= Exercise goal =
Where in the records does the word "field" occur? Copy each line in which it does.

= Input records =

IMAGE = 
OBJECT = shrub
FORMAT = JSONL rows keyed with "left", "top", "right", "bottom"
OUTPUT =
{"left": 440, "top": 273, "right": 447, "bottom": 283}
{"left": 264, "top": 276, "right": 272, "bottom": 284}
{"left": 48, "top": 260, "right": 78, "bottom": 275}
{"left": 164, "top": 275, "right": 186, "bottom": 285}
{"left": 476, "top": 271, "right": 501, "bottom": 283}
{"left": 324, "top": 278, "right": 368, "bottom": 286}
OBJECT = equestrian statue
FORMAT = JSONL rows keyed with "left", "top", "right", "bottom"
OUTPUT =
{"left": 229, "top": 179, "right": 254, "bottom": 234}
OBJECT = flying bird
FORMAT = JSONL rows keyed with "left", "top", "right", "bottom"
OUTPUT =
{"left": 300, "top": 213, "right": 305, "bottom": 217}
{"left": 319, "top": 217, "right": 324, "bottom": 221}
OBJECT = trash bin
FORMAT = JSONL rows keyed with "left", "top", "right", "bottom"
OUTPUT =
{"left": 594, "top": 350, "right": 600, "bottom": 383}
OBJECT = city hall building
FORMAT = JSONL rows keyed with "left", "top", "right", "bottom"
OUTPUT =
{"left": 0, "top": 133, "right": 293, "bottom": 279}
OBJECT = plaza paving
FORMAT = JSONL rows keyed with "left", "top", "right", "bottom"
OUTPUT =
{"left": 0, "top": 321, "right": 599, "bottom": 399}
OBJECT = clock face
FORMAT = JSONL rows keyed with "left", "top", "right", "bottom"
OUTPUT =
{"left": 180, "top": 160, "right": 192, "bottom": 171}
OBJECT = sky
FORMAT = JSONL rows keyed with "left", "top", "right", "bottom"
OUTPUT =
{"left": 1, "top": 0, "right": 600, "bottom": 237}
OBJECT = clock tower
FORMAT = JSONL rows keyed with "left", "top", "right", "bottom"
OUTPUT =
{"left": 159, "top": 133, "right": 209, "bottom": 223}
==
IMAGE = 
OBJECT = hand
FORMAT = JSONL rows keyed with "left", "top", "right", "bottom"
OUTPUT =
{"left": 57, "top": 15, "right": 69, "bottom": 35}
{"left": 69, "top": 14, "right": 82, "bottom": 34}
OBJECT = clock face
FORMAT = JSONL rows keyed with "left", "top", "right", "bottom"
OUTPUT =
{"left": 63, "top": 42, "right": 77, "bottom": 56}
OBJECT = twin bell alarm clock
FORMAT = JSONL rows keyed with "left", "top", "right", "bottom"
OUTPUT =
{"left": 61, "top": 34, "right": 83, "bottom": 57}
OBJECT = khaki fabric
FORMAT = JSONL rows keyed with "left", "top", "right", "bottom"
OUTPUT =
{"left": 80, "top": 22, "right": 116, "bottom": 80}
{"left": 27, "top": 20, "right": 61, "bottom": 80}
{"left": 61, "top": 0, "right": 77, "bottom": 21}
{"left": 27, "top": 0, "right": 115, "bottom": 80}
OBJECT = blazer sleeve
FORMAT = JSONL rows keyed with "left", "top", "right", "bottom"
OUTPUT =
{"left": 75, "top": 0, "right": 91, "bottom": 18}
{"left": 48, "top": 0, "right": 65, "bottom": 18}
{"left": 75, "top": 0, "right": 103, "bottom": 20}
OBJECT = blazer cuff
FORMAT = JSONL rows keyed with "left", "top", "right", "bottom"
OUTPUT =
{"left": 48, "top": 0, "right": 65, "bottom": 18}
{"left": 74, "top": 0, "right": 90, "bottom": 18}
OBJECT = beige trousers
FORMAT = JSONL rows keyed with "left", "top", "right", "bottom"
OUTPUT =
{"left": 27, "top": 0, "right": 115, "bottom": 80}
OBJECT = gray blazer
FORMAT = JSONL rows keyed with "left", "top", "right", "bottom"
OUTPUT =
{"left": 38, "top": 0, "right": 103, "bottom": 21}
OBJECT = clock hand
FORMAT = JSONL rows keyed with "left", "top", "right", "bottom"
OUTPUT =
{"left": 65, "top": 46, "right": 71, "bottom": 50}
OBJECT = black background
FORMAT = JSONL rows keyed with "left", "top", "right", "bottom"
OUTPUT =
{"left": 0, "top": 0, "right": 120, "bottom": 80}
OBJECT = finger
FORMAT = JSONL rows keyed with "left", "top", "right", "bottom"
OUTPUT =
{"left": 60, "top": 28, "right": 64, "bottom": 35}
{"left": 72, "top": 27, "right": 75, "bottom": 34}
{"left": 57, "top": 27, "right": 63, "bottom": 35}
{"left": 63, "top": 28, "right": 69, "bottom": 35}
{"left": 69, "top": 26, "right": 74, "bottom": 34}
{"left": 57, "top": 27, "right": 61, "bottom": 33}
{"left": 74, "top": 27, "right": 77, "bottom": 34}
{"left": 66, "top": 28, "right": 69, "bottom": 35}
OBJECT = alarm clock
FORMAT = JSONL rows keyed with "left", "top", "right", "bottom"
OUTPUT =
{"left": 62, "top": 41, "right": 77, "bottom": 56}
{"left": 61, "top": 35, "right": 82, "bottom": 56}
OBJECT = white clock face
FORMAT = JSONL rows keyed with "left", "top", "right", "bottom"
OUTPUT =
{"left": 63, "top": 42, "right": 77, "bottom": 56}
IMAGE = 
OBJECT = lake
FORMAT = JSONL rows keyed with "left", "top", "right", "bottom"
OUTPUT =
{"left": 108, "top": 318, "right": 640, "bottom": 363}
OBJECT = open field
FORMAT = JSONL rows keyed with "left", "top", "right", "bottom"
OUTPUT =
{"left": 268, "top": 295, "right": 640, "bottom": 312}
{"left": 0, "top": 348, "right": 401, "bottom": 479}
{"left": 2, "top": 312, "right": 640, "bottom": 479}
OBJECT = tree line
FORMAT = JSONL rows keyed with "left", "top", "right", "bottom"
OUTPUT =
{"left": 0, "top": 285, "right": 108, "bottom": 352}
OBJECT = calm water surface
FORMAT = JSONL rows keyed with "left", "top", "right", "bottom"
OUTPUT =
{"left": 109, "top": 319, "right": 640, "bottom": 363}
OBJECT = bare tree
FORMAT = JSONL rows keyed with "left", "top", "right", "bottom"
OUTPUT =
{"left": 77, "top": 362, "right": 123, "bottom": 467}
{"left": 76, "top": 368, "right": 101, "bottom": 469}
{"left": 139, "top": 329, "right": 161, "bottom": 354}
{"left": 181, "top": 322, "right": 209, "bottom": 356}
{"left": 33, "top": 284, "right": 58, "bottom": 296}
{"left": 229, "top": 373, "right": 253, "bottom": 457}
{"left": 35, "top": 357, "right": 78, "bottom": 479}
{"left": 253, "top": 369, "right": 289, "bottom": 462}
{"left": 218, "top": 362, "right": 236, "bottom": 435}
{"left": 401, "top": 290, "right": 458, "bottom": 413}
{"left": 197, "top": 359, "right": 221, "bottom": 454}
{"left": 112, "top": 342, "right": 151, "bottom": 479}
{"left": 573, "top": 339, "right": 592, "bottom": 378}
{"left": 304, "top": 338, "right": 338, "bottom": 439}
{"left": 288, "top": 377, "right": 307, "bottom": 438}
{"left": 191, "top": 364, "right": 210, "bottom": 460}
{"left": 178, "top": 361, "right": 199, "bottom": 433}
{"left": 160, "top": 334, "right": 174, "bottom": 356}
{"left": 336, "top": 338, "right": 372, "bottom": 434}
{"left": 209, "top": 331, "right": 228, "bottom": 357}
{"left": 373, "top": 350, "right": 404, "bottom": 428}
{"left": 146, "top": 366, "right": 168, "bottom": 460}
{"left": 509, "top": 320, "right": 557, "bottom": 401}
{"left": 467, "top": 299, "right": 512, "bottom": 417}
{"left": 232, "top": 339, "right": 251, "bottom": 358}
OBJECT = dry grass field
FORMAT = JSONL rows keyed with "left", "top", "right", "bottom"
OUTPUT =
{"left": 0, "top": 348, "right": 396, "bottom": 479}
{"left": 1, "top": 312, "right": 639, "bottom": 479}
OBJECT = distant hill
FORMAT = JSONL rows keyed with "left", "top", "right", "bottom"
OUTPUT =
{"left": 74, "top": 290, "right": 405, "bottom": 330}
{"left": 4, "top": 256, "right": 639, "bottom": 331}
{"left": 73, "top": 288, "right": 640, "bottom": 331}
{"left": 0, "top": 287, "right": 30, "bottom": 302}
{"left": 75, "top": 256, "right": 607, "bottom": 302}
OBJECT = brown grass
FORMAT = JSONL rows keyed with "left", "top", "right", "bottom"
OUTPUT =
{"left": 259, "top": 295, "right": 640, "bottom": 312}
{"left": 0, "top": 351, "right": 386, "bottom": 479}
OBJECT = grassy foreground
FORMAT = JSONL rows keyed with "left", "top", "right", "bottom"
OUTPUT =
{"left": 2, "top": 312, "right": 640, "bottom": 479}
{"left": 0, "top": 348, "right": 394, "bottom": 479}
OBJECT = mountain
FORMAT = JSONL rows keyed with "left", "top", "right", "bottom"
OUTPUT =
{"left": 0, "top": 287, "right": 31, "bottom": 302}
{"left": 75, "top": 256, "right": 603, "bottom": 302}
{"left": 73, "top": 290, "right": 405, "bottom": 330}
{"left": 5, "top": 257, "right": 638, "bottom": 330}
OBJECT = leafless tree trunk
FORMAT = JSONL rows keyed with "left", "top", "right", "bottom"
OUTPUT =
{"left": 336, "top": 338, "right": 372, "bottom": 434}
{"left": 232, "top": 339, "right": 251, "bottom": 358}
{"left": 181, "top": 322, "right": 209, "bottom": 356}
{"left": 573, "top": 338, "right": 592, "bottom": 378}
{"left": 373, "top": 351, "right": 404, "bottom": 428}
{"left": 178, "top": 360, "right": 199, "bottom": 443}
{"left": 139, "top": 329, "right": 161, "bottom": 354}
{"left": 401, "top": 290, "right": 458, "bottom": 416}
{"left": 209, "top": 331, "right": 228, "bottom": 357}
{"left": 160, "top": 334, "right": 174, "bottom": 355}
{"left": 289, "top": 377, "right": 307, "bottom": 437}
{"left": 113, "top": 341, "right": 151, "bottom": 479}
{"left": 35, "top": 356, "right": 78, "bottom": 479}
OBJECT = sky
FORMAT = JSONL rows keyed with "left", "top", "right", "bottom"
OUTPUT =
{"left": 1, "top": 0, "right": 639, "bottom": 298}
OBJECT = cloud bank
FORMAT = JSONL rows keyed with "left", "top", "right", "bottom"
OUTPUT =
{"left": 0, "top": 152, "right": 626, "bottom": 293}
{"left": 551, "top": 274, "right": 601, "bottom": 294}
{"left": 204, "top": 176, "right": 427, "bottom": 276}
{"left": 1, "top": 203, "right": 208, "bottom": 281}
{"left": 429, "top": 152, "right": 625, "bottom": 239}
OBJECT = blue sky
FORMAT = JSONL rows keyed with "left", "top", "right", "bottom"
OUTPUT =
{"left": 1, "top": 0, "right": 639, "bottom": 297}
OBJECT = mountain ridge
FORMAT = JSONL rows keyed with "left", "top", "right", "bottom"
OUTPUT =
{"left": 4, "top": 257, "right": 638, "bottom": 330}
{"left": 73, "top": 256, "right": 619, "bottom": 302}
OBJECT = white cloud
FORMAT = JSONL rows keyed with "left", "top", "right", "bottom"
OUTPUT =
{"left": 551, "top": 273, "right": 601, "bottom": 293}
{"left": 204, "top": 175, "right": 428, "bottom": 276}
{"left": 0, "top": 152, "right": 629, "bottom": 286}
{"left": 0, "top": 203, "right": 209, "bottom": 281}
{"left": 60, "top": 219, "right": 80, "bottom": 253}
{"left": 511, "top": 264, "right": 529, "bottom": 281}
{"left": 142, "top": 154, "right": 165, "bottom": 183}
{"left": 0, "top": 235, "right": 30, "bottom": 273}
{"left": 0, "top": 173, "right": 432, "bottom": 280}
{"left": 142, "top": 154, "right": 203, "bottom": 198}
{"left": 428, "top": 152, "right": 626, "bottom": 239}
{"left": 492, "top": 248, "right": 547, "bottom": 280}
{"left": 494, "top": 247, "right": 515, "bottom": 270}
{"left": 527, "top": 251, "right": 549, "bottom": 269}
...
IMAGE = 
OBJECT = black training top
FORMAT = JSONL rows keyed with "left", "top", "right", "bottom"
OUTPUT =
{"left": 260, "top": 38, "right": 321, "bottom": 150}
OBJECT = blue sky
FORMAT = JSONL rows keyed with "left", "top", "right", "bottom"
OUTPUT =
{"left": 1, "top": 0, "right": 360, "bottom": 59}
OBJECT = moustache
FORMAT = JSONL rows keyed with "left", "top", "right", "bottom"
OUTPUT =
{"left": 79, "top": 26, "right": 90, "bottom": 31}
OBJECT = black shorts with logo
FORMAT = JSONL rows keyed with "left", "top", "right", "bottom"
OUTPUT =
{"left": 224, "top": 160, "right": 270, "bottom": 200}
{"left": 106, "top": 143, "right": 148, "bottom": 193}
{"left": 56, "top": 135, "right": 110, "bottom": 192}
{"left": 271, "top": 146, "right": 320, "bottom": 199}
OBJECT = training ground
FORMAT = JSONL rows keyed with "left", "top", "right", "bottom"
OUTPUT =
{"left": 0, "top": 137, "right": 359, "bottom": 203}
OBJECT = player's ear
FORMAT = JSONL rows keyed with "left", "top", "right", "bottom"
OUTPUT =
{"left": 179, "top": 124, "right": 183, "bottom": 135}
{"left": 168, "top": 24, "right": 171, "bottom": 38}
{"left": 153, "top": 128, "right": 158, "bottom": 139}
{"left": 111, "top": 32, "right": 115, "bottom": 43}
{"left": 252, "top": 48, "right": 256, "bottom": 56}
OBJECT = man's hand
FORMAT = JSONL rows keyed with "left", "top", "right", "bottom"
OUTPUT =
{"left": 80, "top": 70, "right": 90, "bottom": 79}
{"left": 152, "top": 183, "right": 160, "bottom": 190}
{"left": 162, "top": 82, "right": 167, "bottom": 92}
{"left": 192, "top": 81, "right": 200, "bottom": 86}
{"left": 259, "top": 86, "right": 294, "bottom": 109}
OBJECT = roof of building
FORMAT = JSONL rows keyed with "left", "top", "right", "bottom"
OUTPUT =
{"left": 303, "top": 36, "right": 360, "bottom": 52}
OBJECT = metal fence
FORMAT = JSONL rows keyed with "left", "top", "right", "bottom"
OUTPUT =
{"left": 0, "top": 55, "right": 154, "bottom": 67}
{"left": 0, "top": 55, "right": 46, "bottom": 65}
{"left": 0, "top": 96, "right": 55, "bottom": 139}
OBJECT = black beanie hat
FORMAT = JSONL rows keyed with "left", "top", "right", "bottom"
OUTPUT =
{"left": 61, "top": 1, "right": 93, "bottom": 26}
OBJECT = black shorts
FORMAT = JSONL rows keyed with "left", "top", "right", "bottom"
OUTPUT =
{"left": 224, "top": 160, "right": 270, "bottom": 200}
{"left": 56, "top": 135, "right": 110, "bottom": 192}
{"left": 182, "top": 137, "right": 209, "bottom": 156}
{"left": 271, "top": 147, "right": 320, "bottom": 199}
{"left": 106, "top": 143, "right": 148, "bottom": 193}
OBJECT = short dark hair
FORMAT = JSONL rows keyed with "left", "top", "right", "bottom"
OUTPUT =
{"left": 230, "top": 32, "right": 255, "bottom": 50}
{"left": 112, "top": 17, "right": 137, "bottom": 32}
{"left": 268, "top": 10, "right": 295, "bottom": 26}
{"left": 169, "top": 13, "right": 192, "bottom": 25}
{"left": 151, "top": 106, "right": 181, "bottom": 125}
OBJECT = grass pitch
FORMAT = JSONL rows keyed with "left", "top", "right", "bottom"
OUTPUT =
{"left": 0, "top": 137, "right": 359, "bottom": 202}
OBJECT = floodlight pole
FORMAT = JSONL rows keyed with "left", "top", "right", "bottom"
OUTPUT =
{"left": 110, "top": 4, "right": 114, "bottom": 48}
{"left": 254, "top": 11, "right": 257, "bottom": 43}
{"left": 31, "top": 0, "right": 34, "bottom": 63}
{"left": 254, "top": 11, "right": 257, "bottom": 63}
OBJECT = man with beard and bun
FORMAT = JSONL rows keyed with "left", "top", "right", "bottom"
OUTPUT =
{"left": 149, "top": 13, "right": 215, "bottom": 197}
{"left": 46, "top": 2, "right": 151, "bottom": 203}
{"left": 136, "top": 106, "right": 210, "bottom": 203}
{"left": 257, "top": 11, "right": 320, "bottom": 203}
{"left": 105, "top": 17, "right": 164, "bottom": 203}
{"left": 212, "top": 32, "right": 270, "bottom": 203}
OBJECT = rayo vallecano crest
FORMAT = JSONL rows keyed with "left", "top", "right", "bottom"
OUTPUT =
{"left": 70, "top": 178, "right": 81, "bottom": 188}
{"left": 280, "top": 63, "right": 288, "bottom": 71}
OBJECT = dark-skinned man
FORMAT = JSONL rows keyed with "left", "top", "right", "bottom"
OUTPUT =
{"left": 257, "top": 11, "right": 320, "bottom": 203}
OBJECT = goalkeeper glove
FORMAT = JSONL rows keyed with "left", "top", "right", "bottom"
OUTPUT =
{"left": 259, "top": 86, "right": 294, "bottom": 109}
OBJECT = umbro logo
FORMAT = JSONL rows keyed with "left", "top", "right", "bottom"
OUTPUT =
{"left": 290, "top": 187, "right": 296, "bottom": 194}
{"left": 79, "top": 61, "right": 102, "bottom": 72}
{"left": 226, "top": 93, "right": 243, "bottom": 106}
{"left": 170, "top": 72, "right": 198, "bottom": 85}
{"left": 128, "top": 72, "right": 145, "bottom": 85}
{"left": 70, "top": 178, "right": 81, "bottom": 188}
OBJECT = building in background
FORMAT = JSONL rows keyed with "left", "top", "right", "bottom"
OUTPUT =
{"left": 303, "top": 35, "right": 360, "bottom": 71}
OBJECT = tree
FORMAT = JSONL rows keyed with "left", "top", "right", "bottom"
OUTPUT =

= Task answer =
OBJECT = open field
OBJECT = dry grass field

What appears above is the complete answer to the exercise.